[Records contained in a dataset]

[Begin]

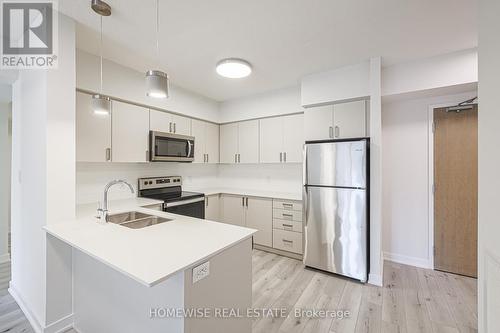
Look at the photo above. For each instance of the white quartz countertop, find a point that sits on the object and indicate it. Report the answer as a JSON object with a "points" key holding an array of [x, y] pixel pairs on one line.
{"points": [[151, 254], [251, 193]]}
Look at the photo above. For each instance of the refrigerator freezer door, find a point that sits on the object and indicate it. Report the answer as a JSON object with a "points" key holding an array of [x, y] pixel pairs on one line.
{"points": [[336, 231], [341, 164]]}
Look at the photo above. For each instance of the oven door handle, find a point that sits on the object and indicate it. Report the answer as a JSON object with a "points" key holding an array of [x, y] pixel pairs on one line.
{"points": [[183, 202]]}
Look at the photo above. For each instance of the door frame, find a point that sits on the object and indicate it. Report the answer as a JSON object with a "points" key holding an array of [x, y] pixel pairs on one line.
{"points": [[430, 172]]}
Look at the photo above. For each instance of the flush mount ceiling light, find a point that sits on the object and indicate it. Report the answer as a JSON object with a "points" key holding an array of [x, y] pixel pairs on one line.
{"points": [[156, 80], [101, 105], [233, 68]]}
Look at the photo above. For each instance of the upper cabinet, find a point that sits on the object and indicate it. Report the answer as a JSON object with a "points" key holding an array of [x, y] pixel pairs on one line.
{"points": [[130, 133], [282, 139], [339, 121], [93, 132], [169, 123], [206, 144], [239, 142]]}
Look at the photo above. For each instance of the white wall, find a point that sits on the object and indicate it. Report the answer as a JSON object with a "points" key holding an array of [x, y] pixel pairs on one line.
{"points": [[128, 84], [43, 186], [446, 70], [273, 103], [405, 131], [489, 164], [5, 157]]}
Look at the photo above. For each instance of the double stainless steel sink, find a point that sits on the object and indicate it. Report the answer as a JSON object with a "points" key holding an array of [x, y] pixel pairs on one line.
{"points": [[136, 220]]}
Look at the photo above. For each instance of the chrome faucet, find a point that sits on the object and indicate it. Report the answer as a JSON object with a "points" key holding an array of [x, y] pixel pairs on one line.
{"points": [[102, 211]]}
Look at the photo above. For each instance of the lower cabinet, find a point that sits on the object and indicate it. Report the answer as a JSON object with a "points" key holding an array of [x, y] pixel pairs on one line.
{"points": [[212, 207]]}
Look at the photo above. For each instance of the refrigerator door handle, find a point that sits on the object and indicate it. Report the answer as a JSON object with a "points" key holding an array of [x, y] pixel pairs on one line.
{"points": [[304, 166]]}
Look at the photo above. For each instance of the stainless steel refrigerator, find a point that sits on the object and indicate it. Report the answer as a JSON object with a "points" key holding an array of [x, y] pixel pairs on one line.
{"points": [[336, 205]]}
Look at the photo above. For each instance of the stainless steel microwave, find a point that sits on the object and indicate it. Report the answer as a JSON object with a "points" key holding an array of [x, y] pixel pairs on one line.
{"points": [[168, 147]]}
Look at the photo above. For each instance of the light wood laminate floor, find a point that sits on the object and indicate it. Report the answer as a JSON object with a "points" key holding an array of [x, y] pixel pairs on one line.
{"points": [[411, 300]]}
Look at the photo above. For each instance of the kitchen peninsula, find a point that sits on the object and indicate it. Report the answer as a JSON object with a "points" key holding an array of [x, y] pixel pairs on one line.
{"points": [[126, 279]]}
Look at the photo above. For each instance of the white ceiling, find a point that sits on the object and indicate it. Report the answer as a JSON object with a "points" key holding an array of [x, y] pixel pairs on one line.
{"points": [[283, 39]]}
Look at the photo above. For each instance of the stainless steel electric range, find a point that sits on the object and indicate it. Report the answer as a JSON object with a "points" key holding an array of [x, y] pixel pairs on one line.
{"points": [[176, 201]]}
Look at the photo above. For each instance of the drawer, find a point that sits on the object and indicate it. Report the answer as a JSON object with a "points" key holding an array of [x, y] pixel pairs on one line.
{"points": [[289, 215], [287, 225], [287, 204], [287, 241]]}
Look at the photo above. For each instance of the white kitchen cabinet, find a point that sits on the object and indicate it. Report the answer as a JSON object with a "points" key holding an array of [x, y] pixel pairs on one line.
{"points": [[239, 142], [169, 123], [212, 207], [248, 141], [130, 130], [206, 145], [212, 142], [259, 215], [318, 123], [282, 139], [93, 132], [271, 140], [229, 143], [349, 120], [232, 209], [339, 121]]}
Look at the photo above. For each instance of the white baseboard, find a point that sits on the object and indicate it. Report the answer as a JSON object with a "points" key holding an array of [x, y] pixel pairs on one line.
{"points": [[4, 258], [59, 326], [37, 327], [62, 325], [375, 279], [407, 260]]}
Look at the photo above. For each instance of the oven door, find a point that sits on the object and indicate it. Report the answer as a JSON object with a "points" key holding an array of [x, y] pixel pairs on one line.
{"points": [[168, 147], [192, 207]]}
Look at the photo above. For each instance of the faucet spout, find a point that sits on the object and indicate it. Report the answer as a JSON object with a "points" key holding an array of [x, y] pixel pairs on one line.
{"points": [[102, 211]]}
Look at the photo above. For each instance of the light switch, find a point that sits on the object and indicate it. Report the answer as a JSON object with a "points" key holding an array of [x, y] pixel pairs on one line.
{"points": [[201, 271]]}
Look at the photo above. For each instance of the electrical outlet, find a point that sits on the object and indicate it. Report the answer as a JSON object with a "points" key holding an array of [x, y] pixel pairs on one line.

[End]

PROBLEM REQUIREMENTS :: Your task is to reproduce all of the material exactly. The pictures stay out.

TASK RESPONSE ::
Look at the photo above. For each instance of the white quartz countertop, find a point that sits on the object and indicate it. Report the answer as a JSON object with a "points" key holding an array of [x, y] pixel pairs on one line.
{"points": [[151, 254], [251, 193]]}
Look at the photo above. For each instance of the refrigerator freezer door, find a point that sits on the object and indicate it. Report the answer as a JSON object with a "points" key holding an array of [x, y] pixel pairs on one line.
{"points": [[336, 231], [341, 164]]}
Look at the photo above. For each instance of the oven door handle, find a point that sits on the object and indicate it. Report the answer as a JSON object with a "points" key holding an array of [x, y] pixel pairs on one line.
{"points": [[183, 202]]}
Look at the photo above. For each instance of the door frame, find a point that sits on the object and indicate it. Report the answer as a JSON object with a "points" key holding an array of [x, y] pixel pairs on one line.
{"points": [[430, 172]]}
Look at the photo above. For each instance of the flush mount ceiling light, find a point that sits on the object and indicate it. Report the answer as a JSON object with a "points" key holding an array of [x, y] pixel pairs on one line.
{"points": [[156, 80], [101, 105], [233, 68]]}
Look at the photo above. For each instance of the upper cabinet, find a point that sits on the object and indicate it. Report the answer as a JSON object with a "points" key holding an array of [x, y] pixel pairs on one line.
{"points": [[130, 133], [282, 139], [339, 121], [93, 132], [169, 123], [206, 144], [239, 142]]}
Look at the photo above. For each instance of the white wall, find a point that sits on the object and indicate it. Report the answer as a JSON object with a "points" key holding an array of [x, y] pixel pairs on one line.
{"points": [[128, 84], [43, 186], [446, 70], [273, 103], [405, 131], [489, 164], [5, 157]]}
Look at the photo above. For each instance of the double stainless steel sink, find a point that sits on the object and indicate it. Report the answer as a JSON object with a "points" key holding an array of [x, y] pixel pairs on one line.
{"points": [[136, 220]]}
Look at the photo above. For each instance of the chrome faucet, find a point that sits on the object and indicate it. Report the answer as a JSON object with a "points" key holding an array of [x, y] pixel pairs on one line.
{"points": [[102, 211]]}
Look at the photo above. For each instance of the lower cabinet, find a point that sits on the object and indicate it. Report the answer as a JSON object with a "points" key holding an array of [x, y] pixel pairs on one line.
{"points": [[212, 207]]}
Look at the photo above. For each instance of the refrigerator door handle, find a point that sits on the object and indicate it. Report the answer as a JSON object with a "points" key holding an array of [x, y] pixel pairs on one line.
{"points": [[304, 166]]}
Look at the photo above. For each instance of the stainless steel refrigerator, find a point that sits on the object and indicate it. Report the answer as a JSON object with a "points" key holding an array of [x, y] pixel pairs on one line.
{"points": [[336, 205]]}
Look at the photo above. For each instance of the stainless steel microwave, find a point that sits on the object and indicate it. Report the answer as a JSON object with a "points" key holding an array of [x, y] pixel pairs on one line.
{"points": [[168, 147]]}
Look at the photo above. For each instance of the light wood laminate floor, find a point that sits on the object and indicate it. Report the answer as a JSON object with a "points" key holding an array of [x, y] pixel pairs on one line.
{"points": [[411, 300]]}
Look at the photo above. For each instance of the kitchen peninsula, find a point that sits on the object and indicate it. Report the answer as a JSON object with a "points" key holding an array of [x, y] pixel pairs on one line.
{"points": [[126, 279]]}
Look at the photo above. For each instance of the white ceiling, find a point that sits on the object and indicate it. Report the answer as a JSON object with a "points" key holding an array of [x, y] pixel pairs on one line.
{"points": [[283, 39]]}
Look at the photo above. For each instance of the stainless steel electric range, find a point that sits on the object and indicate it. Report the answer as a JSON object with a "points" key holding an array of [x, y] pixel pairs on one line.
{"points": [[176, 201]]}
Look at the photo above. For each instance of the drawer, find a point that sits on the object and indicate it. Report the answer as a JSON object with a "points" key holding an array of [x, y] pixel pairs on one line.
{"points": [[289, 215], [287, 225], [287, 204], [287, 241]]}
Look at the photo above. For each instance of the white kitchen cabinet, find a point that sits on the object and indicate it. Report the answer as a JSON object with a "points" key holding an array of [x, y] pixel pairs on one line.
{"points": [[239, 142], [169, 123], [212, 207], [248, 141], [130, 130], [206, 145], [212, 142], [259, 215], [318, 123], [282, 139], [93, 132], [271, 140], [229, 143], [349, 120], [232, 209], [339, 121]]}
Look at the photo above. For each instance of the white baseboard, find a point that sits on the object and indicate it. Report the answer as a JSON object with a "points" key holding an array of [x, y] pixel pairs on one line.
{"points": [[4, 258], [59, 326], [37, 327], [62, 325], [375, 279], [407, 260]]}
Look at the photo above. For each instance of the oven door, find a point that sits on the object and indicate it. Report the answer as a JSON object with a "points" key holding an array of [x, y] pixel pairs on one line.
{"points": [[168, 147], [192, 207]]}
Look at the photo above. For each instance of the faucet spout, find a point that sits on the object and indicate it. Report the answer as a JSON object with a "points" key holding an array of [x, y] pixel pairs on one line.
{"points": [[102, 211]]}
Look at the photo above. For each instance of the light switch, find a point that sits on the object and indicate it. Report the answer as a JSON object with a "points" key holding an array of [x, y] pixel pairs on one line.
{"points": [[201, 271]]}
Look at the photo above. For each instance of the electrical outlet, find a point that sits on the object and indicate it. Report the answer as a JSON object with a "points" key holding an array of [x, y] pixel pairs on one line.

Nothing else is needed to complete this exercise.